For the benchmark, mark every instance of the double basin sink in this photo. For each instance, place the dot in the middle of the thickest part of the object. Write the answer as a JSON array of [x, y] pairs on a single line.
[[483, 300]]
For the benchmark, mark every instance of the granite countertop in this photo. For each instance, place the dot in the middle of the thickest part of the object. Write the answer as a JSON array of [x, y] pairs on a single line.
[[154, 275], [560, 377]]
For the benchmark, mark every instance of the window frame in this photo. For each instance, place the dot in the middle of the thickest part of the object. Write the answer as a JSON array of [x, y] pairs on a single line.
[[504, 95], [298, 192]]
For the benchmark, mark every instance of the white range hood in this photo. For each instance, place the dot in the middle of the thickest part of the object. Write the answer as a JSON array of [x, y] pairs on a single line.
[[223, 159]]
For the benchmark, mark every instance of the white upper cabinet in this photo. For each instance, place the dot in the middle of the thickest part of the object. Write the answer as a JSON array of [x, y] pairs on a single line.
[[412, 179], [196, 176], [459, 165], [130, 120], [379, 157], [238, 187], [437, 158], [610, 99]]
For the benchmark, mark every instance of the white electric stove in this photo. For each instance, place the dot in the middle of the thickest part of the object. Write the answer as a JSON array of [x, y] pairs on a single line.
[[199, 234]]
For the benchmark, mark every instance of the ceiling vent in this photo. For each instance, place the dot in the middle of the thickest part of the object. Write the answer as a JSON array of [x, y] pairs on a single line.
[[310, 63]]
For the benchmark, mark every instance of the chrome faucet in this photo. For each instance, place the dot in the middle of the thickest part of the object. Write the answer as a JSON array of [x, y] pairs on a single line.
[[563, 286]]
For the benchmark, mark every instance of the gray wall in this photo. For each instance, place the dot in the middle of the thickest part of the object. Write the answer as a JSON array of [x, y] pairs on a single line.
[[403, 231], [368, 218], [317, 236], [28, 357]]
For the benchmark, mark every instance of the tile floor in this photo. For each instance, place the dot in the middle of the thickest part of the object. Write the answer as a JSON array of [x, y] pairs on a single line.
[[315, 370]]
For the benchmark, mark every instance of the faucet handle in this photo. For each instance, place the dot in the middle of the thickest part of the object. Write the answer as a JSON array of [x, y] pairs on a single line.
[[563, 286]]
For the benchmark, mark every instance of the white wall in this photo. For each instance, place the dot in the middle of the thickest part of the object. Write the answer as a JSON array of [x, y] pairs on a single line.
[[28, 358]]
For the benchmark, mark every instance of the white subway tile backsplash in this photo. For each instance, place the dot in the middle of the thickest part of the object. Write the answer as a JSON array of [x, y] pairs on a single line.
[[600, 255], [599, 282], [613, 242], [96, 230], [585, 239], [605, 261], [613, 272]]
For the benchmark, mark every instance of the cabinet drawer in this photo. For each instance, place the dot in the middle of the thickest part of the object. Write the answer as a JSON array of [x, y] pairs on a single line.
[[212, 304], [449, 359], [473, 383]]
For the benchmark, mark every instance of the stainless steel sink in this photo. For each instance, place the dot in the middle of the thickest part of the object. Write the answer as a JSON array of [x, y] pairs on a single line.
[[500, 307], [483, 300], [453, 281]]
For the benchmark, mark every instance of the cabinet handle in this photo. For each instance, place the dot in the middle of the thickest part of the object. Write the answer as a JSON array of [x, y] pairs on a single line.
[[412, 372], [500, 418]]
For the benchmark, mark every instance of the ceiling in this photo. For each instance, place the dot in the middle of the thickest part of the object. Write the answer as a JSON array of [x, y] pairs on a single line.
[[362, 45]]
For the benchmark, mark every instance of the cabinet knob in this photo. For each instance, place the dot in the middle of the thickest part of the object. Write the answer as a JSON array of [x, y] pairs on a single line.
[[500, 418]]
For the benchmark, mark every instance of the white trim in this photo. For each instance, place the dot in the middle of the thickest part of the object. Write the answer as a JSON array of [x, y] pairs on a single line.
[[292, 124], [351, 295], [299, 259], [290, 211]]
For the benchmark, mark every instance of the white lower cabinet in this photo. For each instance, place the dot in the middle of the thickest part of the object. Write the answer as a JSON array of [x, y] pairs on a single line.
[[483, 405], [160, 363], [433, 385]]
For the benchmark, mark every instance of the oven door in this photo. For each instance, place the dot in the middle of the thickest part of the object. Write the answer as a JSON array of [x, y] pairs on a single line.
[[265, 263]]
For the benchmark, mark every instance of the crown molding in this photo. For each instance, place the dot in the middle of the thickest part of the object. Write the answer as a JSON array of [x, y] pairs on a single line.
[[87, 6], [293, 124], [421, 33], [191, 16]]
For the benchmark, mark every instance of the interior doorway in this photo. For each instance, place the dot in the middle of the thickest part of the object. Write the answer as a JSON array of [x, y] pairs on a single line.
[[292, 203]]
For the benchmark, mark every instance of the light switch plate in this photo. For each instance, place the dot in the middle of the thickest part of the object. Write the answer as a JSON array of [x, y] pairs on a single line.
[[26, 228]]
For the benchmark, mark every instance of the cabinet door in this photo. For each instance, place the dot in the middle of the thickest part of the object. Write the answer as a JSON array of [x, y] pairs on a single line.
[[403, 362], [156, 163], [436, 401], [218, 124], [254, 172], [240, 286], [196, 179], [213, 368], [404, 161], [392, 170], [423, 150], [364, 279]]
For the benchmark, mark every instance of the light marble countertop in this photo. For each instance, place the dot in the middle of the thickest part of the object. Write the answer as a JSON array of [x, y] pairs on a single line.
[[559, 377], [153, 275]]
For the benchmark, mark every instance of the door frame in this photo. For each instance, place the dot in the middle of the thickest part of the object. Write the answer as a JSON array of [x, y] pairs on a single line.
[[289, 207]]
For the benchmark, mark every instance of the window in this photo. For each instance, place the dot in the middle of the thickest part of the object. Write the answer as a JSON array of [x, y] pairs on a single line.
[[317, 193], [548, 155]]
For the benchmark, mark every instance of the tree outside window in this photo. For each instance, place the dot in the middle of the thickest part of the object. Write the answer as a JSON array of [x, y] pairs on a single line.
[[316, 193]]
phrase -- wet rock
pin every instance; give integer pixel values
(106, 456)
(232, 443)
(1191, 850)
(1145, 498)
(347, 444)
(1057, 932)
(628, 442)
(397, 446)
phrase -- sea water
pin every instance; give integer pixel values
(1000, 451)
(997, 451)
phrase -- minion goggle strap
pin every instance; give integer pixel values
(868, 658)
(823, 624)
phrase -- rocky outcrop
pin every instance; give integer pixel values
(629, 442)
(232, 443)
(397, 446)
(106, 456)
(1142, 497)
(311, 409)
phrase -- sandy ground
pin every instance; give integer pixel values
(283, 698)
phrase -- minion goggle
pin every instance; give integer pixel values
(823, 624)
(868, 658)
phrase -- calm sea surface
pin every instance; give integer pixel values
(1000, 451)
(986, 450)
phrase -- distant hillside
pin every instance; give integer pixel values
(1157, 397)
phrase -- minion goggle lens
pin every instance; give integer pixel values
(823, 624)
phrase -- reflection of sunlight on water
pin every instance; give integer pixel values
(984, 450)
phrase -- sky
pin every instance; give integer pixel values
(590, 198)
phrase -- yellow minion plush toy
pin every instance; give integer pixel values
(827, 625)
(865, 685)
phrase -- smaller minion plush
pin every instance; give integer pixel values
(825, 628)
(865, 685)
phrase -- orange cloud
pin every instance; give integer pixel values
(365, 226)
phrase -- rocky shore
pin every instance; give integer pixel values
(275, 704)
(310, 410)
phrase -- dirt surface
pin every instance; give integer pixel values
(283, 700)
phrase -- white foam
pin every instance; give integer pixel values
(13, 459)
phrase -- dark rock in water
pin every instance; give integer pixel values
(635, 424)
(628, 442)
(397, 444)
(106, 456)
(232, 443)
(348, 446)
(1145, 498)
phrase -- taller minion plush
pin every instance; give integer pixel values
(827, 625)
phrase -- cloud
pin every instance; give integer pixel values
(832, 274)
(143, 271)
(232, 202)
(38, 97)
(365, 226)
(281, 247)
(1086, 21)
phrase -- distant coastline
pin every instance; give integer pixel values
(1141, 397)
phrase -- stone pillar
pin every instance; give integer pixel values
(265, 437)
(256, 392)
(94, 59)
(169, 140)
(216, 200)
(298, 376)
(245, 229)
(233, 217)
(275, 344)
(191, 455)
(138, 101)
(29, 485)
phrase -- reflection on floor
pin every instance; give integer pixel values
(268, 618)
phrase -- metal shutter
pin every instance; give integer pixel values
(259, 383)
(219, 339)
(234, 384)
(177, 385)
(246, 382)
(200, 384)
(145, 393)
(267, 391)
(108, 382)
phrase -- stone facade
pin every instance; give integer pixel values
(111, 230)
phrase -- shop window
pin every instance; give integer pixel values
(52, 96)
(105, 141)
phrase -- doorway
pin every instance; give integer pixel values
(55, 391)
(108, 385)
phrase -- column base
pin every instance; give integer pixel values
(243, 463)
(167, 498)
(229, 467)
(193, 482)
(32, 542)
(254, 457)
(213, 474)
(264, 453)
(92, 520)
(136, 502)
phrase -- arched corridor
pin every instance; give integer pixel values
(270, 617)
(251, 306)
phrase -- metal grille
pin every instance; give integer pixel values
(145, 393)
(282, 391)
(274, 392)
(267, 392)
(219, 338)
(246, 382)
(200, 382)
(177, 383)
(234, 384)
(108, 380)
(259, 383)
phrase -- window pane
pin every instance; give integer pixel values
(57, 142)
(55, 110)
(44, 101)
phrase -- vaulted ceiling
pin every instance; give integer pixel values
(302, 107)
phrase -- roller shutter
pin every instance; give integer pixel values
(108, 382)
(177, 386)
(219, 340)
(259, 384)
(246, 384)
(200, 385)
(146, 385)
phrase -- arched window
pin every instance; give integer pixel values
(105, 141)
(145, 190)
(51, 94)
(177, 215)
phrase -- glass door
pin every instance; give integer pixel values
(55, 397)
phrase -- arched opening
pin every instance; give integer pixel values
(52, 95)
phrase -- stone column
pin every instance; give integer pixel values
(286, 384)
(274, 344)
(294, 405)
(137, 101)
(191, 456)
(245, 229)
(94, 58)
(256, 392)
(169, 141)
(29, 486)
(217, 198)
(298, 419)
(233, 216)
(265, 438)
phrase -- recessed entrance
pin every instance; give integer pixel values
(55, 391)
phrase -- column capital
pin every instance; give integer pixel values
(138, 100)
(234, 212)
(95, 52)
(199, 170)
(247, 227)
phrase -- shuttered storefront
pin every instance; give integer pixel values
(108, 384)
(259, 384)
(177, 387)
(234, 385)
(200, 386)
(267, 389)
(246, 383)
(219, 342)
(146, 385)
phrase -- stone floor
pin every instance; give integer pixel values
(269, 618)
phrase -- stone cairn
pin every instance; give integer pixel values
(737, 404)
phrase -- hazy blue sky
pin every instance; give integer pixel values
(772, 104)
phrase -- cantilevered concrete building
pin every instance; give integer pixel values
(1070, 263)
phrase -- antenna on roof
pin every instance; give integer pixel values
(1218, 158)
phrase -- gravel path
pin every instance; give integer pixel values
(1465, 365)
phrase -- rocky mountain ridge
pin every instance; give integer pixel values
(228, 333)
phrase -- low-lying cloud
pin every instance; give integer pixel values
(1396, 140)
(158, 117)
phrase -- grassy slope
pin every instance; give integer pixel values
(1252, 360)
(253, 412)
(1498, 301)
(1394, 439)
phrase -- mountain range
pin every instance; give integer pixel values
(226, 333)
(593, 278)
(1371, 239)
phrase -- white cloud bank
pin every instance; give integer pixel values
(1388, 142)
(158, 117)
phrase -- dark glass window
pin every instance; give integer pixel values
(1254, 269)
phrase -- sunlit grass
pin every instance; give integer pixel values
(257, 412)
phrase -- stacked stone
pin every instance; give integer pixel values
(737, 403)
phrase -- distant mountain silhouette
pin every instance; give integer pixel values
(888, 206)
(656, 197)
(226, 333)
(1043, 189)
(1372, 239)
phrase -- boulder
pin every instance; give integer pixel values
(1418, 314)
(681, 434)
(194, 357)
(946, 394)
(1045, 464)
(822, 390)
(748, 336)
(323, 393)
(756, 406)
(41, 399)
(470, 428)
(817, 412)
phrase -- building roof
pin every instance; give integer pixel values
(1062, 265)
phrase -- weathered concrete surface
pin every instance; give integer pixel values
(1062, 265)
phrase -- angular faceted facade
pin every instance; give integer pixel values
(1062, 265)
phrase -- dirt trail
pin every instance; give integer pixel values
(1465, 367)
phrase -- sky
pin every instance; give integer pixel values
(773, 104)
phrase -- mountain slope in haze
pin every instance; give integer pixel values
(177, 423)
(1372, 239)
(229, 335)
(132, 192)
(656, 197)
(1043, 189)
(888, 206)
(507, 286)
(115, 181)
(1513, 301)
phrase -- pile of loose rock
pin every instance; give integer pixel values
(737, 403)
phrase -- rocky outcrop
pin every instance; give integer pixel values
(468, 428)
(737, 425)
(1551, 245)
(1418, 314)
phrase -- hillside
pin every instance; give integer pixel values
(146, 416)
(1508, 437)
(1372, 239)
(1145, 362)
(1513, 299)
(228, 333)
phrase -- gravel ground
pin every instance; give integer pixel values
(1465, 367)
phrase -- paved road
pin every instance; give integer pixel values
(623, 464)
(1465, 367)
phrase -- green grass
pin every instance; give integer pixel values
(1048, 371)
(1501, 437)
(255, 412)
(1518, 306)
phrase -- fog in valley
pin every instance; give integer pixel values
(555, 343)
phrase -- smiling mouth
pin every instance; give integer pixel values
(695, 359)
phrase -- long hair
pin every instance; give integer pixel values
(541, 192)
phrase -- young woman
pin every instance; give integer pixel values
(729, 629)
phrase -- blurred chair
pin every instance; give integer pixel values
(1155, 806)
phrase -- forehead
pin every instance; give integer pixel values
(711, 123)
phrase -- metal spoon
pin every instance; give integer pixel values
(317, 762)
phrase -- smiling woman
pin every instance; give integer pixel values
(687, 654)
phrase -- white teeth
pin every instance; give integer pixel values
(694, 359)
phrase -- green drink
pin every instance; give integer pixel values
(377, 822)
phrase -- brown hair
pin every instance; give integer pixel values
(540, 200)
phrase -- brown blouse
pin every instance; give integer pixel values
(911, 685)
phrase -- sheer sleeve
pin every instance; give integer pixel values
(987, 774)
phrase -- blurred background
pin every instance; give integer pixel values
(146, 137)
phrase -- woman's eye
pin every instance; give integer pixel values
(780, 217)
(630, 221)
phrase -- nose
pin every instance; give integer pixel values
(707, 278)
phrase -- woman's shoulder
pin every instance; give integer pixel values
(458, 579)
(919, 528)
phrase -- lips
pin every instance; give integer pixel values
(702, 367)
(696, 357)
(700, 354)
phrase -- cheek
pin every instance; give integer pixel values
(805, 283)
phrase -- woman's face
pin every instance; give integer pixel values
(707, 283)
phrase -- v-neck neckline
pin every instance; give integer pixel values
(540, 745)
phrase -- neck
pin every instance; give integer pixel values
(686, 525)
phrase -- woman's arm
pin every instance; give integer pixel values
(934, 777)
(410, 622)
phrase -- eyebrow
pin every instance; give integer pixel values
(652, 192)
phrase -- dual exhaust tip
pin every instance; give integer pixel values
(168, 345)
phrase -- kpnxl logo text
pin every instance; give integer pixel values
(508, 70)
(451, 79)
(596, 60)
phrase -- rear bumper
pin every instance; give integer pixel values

> [Work to complete]:
Please express the stretch of the material from the line containing "For the benchmark, mark every instance of the ceiling in" through the line containing "[[87, 6], [293, 124], [421, 33], [191, 16]]" as a numbered list, leaving out any blank lines.

> [The answer]:
1. For the benchmark, mark every instance of the ceiling in this photo. For each instance, place the dot in the middle of the thickest part of the object. Write the answer as a JSON array of [x, y] pairs on a single line.
2. [[362, 45]]
3. For the benchmark, mark every instance of the cabinet knob in this photo. For each instance, place the dot in the middle of the thickest part of the object. Write the answer as a JSON array of [x, y] pairs on a single line.
4. [[500, 418]]
5. For the benchmark, mark every instance of the white trim in this photo. For each instance, place the dot in the middle of the thickest part of the object. Write the answer as a JSON array of [x, y] pairs on a single line.
6. [[292, 124], [351, 295], [299, 259], [290, 211]]
7. For the benchmark, mark every instance of the white lower cabinet in this photo. For each instance, place the dot in the middle of the thickest part of the object. Write the answer as a JSON array of [x, y] pairs on a single line.
8. [[483, 405], [160, 363], [433, 385]]
9. For the benchmark, mark every instance of the oven door in this photo. For each instance, place the dot in the middle of the thickest part of the object. Write the answer as a JSON array of [x, y] pairs on a single line.
10. [[265, 263]]
11. For the benchmark, mark every instance of the crown molding in this photo. For each instance, place the dot in the middle of the thickest part of the object. Write the answer as a JSON array of [x, y] pairs on a single line.
12. [[87, 6], [293, 124], [421, 33], [191, 16]]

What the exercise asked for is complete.